- [Objectives]
A. In the article on NLP and team coaching, which qualities should the coach's relationships with both parties engaged in argument have?
B. Can you reproduce the passage of the article on NLP and team coaching that begins at the words "Picture this: a" and stops after the words "next move . . ."?

- [Article]
— Begin —

Picture this: a team of powerful executives is engaged in a session on strategic purpose. The egos are strong, but the lines of authority and even their central task are unclear: an air of frustration pervades. These high-flyers – used to individual success – are struggling to find their way forward as a group and tempers are fraying. Meanwhile the team coach engaged to help them to work well together considers his next move . . .

Neuro-Linguistic Programming (NLP) can help by providing a very useful skill set. Recognising that a philosophy that assumes excellence in any human field can be modelled and learned, NLP has gathered an array of powerful working attitudes and practical techniques for learning and development.Aware that people are able to access powerful states of resourcefulness NLP has created the tools to help them do it. This essential philosophy is enshrined in an ever-evolving set of presuppositions that chime remarkably well with the foundation principles of coaching. So, NLP and Team Coaching fit hand in glove. It is when a team is facing barriers to its own effectiveness that the coach needs all the tools he or she can muster. And an essential tool here is that of being able to create strong rapport with whole groups of very diverse individuals, some of whom may not be behaving at their very best. Clearly this ability is not confined to NLP practitioners – some people have strong natural gifts in this area – but even for the most instinctively gifted, NLP offers an extra edge. Skills gained from NLP in this area can, for example, help the team coach maintain strong, authentic and trusting relationships with both parties engaged in argument, whilst maintaining the wider group’s energy and commitment. Again, when their energy is beginning to flag, the coach can use rapport skills to lead the team to more resourceful and energetic states. Since there is little limit to the application in team coaching of NLP enhanced rapport skills, this has to be the key foundation skill a team coach needs.

— End —

- [Dataset extract]
— Begin —

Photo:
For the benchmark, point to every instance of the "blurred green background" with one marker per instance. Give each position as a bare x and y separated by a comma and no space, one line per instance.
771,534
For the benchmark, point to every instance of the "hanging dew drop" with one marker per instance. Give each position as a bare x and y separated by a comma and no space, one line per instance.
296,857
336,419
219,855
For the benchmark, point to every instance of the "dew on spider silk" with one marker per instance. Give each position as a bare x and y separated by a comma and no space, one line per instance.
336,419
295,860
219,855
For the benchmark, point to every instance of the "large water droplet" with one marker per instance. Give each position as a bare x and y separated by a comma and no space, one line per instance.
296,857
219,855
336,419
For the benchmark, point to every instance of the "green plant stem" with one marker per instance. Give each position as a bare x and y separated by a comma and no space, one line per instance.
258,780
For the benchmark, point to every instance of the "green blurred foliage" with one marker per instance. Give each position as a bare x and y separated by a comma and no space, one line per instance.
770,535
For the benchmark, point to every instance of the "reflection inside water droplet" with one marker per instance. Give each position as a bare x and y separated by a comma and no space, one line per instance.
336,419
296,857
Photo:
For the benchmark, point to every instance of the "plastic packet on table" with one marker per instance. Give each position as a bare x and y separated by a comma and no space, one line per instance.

— End —

- [Answer set]
A.
- strong
- authentic
- trusting

B.
Picture this: a team of powerful executives is engaged in a session on strategic purpose. The egos are strong, but the lines of authority and even their central task are unclear: an air of frustration pervades. These high-flyers – used to individual success – are struggling to find their way forward as a group and tempers are fraying. Meanwhile the team coach engaged to help them to work well together considers his next move . . .